Text section:
Seatbelt On? The Rollercoaster Ride of Raising a Child with ADHD

Embrace and enjoy the thrill ride together.
Be Our Guest | posted by Cristina Margolis
The Emotional Roller Coaster of Parenting a Child with ADHD

Cristina Margolis has been blogging at My Little Villagers (mylittlevillagers.com) since her young daughter was diagnosed with ADHD. Cristina wants to help document her daughter’s life with ADHD and spread ADHD awareness in children. Her work has been featured on The Mighty and Scary Mommy and her blog was voted “Best of the ADHD Blogs” by CHADD. In addition to her blog, you can connect with her on Facebook (facebook.com/mylittlevillagers) and Twitter @MyLilVillagers.

I feel like changing the lyrics of Red Hot Chili Peppers' song to "Your ADHD is like a roller coaster, baby," because that is exactly what raising my child with ADHD feels like. Let me explain.

What the exercise asks: Write out the stretch of the ADHD parenting post from "Seatbelt On? The" through "and Twitter @MyLilVillagers.", substituting "adventure" for "thrill ride".

Data section:

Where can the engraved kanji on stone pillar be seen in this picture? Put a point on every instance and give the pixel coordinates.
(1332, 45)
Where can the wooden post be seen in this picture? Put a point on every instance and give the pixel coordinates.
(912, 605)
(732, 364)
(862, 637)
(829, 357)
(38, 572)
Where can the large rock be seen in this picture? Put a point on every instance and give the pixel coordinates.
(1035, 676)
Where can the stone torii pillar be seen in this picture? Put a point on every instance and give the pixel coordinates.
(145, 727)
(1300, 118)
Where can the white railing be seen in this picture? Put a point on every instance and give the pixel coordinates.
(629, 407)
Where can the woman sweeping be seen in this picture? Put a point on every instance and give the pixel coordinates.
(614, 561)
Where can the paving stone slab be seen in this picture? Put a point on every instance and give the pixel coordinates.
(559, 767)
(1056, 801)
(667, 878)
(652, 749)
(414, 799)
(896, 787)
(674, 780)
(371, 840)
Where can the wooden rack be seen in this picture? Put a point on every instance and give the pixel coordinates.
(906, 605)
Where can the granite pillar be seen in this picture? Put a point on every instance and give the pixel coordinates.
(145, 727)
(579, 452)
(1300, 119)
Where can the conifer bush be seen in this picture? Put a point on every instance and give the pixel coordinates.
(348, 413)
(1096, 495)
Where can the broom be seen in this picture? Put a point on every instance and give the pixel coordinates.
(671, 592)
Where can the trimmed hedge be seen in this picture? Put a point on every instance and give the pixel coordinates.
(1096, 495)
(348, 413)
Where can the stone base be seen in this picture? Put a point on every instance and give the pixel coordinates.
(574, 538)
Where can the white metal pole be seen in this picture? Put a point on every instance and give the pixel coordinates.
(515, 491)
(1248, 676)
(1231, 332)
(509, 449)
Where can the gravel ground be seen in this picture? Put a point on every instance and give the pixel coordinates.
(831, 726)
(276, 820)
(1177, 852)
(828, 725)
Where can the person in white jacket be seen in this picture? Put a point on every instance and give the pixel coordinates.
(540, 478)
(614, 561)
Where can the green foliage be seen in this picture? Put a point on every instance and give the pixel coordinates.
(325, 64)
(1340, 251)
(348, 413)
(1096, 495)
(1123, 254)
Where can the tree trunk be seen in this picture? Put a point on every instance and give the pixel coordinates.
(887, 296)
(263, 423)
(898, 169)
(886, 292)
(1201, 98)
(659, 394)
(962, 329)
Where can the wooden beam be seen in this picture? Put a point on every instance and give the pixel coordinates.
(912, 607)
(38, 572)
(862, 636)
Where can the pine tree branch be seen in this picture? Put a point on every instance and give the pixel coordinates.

Answer to this exercise:
Seatbelt On? The Rollercoaster Ride of Raising a Child with ADHD

Embrace and enjoy the adventure together.
Be Our Guest | posted by Cristina Margolis
The Emotional Roller Coaster of Parenting a Child with ADHD

Cristina Margolis has been blogging at My Little Villagers (mylittlevillagers.com) since her young daughter was diagnosed with ADHD. Cristina wants to help document her daughter’s life with ADHD and spread ADHD awareness in children. Her work has been featured on The Mighty and Scary Mommy and her blog was voted “Best of the ADHD Blogs” by CHADD. In addition to her blog, you can connect with her on Facebook (facebook.com/mylittlevillagers) and Twitter @MyLilVillagers.